Re: high cpu usage on natd / dhcpd

2013-02-08 Thread Ian Smith
On Thu, 7 Feb 2013 12:50:51 +, Eggert, Lars wrote:
 > Hi,
 >
 > On Feb 7, 2013, at 13:40, Ian Smith  wrote:
 > > On Thu, 7 Feb 2013 08:08:59 +, Eggert, Lars wrote:
 > >> On Jan 31, 2013, at 16:03, Matthew Luckie  wrote:
 > >>> 
 > >>> 00510 allow ip from me to not me out via em1
 > >>> 00550 divert 8668 ip from any to any via em1
 > >>> 
 > >>> Rule 510 fixes it.
 > >> 
 > >> Yep, it does. Can I ask someone to commit this to rc.firewall?
 > > 
 > > The ruleset Matthew posted bears no resemblance to rc.firewall, so I 
 > > don't see that (or how) it solves any generic problem.

**DATA EXCERPTS:**

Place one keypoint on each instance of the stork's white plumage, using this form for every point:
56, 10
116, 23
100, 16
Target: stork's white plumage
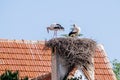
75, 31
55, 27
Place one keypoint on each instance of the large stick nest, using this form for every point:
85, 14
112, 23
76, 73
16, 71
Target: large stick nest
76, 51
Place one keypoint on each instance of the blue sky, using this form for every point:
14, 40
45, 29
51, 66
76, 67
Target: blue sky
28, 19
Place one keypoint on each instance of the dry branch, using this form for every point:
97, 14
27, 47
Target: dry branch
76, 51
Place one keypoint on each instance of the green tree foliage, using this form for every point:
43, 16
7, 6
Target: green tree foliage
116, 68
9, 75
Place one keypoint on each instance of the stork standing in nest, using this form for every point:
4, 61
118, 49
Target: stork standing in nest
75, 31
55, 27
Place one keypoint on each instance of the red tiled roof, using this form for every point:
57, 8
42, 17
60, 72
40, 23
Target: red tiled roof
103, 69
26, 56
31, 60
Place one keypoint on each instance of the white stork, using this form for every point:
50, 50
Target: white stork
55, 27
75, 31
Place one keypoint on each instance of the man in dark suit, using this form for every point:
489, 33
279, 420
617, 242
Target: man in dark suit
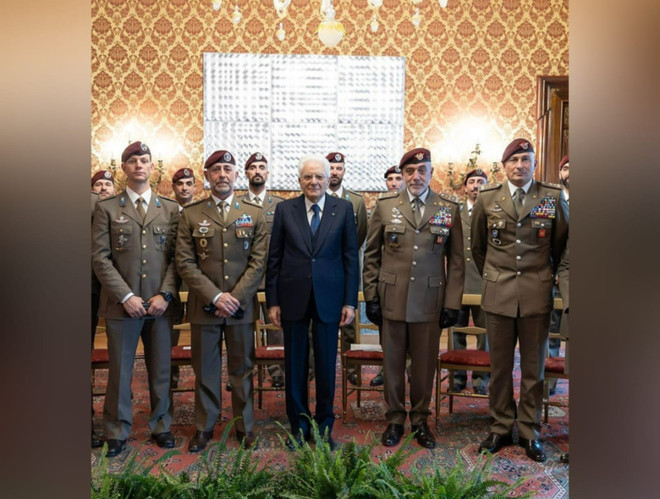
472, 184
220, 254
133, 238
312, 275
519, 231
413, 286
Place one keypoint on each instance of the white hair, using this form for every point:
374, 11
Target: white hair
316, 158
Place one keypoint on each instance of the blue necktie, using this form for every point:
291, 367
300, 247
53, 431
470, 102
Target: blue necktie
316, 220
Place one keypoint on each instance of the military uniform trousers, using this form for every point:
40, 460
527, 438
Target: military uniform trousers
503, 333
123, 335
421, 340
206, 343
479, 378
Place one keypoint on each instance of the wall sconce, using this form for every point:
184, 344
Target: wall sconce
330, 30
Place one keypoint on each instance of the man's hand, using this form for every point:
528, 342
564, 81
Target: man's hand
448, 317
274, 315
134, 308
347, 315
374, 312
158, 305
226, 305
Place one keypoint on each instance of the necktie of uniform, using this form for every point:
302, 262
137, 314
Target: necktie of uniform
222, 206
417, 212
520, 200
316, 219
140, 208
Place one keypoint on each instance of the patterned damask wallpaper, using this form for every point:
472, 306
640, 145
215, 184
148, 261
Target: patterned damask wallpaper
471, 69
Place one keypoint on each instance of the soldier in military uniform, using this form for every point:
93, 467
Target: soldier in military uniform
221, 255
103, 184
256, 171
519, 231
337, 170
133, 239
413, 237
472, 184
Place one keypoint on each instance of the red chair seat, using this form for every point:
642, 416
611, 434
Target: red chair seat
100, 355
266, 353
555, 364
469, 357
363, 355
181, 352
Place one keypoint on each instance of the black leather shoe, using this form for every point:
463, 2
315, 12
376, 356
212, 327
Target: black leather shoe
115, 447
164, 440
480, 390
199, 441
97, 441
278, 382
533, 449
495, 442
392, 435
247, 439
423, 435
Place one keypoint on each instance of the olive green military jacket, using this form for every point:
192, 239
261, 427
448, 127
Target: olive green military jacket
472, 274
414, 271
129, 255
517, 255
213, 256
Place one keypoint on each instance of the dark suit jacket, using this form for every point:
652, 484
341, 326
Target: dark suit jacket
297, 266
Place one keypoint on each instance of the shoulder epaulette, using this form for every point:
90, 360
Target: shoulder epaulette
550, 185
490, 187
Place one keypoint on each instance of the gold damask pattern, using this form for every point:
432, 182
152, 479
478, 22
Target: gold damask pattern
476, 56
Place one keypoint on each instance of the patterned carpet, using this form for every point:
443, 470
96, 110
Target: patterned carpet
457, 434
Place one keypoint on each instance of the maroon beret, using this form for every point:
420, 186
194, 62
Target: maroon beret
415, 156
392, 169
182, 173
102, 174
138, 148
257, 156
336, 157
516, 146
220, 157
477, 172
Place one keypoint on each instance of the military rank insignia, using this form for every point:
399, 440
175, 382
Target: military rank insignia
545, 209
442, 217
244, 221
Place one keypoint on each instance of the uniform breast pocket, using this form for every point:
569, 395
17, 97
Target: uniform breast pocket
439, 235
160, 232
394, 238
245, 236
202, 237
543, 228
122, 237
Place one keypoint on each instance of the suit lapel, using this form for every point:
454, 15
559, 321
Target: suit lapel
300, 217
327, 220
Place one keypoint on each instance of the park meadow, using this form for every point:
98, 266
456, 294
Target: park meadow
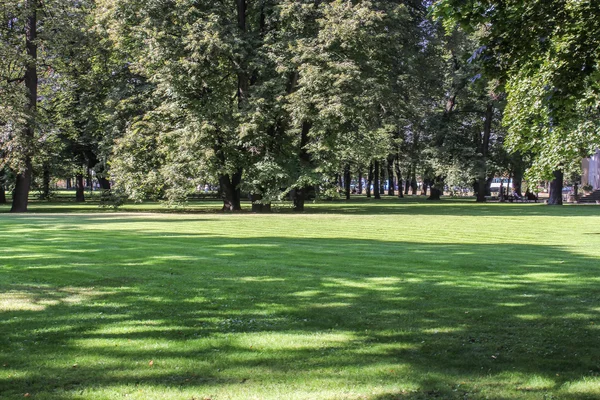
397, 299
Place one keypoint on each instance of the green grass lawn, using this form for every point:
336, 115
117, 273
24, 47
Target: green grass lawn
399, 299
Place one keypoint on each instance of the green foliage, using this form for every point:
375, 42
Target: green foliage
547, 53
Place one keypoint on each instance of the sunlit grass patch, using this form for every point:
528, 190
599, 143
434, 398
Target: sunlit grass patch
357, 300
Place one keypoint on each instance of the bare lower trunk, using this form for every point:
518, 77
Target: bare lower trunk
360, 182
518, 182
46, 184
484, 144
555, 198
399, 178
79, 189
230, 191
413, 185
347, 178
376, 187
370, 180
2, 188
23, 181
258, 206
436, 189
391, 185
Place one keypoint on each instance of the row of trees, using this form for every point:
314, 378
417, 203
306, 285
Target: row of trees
--
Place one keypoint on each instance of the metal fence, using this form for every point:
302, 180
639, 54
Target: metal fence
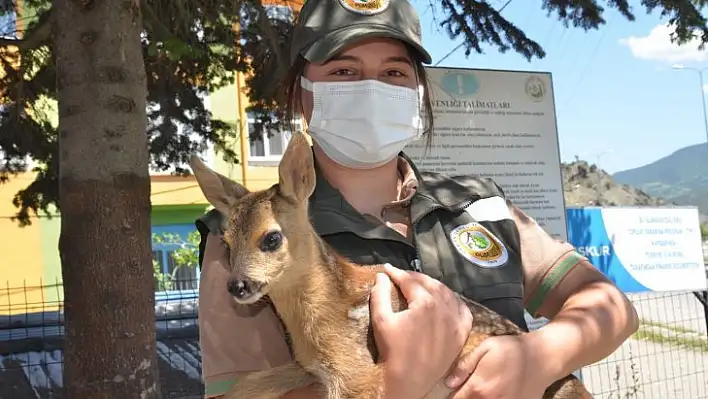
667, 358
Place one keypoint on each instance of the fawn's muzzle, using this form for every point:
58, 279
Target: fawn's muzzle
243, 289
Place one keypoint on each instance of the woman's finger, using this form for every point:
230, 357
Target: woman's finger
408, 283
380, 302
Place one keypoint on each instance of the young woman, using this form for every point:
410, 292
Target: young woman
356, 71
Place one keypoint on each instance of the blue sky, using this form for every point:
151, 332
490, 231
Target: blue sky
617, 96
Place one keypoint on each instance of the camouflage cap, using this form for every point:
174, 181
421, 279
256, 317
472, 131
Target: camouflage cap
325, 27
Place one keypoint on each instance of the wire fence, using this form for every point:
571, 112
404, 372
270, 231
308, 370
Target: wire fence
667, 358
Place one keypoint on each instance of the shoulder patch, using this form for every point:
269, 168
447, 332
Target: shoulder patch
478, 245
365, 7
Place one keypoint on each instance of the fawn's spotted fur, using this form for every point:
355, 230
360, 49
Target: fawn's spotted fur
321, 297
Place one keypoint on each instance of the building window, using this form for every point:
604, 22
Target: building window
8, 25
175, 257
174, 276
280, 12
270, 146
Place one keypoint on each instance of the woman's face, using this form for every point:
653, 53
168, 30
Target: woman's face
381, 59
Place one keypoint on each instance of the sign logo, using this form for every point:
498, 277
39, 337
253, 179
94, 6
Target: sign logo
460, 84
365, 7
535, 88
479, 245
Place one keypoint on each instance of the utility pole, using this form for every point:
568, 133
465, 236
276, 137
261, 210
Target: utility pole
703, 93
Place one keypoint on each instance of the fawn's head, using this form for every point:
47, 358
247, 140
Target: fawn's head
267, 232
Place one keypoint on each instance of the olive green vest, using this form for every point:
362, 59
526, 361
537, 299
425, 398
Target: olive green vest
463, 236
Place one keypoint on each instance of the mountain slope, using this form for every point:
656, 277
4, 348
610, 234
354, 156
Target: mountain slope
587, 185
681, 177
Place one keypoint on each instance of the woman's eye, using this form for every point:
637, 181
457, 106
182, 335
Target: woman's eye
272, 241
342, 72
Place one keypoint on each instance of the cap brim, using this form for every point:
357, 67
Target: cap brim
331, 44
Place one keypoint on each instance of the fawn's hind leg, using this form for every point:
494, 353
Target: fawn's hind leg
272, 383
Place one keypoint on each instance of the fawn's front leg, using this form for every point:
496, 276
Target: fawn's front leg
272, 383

**WHAT TO WORK ON:**
1: From the email thread above, copy the text from "2013-02-08 Thread Ian" to "this to rc.firewall?".
2: In the email thread, which file does Eggert ask someone to commit the fix to?

**EXERCISE ANSWERS:**
1:
2013-02-08 Thread Ian Smith
On Thu, 7 Feb 2013 12:50:51 +, Eggert, Lars wrote:
 > Hi,
 >
 > On Feb 7, 2013, at 13:40, Ian Smith  wrote:
 > > On Thu, 7 Feb 2013 08:08:59 +, Eggert, Lars wrote:
 > >> On Jan 31, 2013, at 16:03, Matthew Luckie  wrote:
 > >>> 
 > >>> 00510 allow ip from me to not me out via em1
 > >>> 00550 divert 8668 ip from any to any via em1
 > >>> 
 > >>> Rule 510 fixes it.
 > >> 
 > >> Yep, it does. Can I ask someone to commit this to rc.firewall?

2: rc.firewall